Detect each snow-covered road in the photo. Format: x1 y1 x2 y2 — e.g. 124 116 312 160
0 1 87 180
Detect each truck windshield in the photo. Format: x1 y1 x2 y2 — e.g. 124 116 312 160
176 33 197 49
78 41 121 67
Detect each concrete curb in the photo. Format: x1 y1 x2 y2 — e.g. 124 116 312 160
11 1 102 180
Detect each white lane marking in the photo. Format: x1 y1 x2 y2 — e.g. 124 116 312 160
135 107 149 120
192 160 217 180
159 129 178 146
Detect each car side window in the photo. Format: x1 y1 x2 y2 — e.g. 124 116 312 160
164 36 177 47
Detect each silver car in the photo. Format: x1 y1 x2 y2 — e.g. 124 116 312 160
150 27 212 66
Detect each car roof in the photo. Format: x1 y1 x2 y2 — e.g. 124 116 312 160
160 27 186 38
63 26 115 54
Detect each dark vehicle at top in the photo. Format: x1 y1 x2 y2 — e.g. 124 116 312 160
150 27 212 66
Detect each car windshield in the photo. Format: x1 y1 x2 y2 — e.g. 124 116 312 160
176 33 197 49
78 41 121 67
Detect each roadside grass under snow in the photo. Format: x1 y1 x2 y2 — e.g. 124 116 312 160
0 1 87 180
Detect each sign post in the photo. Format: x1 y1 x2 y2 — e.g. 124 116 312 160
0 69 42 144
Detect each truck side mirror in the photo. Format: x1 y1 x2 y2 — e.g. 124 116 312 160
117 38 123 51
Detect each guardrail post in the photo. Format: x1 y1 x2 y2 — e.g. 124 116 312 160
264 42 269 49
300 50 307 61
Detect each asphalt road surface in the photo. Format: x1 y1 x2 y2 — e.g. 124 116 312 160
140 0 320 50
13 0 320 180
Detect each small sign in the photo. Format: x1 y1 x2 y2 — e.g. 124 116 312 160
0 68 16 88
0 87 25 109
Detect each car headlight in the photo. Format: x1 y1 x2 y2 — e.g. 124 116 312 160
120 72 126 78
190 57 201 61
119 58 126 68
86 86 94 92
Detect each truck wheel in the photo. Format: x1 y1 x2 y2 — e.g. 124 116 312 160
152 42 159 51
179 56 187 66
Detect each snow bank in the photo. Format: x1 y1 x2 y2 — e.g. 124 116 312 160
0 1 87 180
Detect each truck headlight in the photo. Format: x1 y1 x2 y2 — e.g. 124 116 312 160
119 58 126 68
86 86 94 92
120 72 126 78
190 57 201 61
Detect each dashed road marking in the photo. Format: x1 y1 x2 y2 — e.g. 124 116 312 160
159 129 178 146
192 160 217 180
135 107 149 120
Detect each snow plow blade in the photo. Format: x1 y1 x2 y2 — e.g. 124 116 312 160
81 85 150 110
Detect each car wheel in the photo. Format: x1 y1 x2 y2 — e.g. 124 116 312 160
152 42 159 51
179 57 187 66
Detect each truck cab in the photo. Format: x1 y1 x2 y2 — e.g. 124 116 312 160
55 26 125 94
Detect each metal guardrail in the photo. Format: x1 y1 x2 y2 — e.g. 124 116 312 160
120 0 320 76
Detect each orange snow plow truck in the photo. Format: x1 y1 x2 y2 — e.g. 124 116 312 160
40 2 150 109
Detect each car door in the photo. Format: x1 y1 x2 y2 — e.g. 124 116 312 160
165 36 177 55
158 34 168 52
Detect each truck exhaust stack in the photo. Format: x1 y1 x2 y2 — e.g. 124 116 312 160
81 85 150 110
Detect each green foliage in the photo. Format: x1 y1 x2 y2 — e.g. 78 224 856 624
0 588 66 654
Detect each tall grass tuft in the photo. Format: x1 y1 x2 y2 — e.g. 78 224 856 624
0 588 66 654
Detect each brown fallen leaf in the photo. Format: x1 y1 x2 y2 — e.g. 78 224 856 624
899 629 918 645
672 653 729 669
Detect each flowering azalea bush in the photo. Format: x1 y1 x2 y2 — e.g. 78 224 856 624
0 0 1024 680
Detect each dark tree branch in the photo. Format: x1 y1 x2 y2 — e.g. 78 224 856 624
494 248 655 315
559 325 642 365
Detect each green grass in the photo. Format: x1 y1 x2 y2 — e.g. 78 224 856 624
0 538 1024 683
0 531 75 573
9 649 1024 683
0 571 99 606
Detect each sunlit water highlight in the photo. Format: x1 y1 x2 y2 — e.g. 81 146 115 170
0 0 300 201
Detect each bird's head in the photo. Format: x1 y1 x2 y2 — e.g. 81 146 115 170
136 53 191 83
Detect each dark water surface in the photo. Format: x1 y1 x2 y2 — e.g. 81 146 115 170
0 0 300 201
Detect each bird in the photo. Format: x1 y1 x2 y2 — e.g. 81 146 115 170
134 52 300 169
# # # # #
→ **Task statement**: Copy everything in the material from the line containing "Detect each sunlit" down to the last line, keeping each line unchanged.

→ **Result of this task**:
Detect each sunlit water highlight in the photo. Format: x1 y1 x2 y2 — e.g. 81 146 115 170
0 0 300 201
Detect each bird's head in the photo. Format: x1 y1 x2 y2 — e.g. 81 146 115 170
136 53 191 83
Detect each dark water surface in the photo. Format: x1 y1 x2 y2 — e.g. 81 146 115 170
0 0 300 201
Detect each bird in the photo. Format: x1 y1 x2 y2 — e.g. 81 146 115 170
134 52 300 169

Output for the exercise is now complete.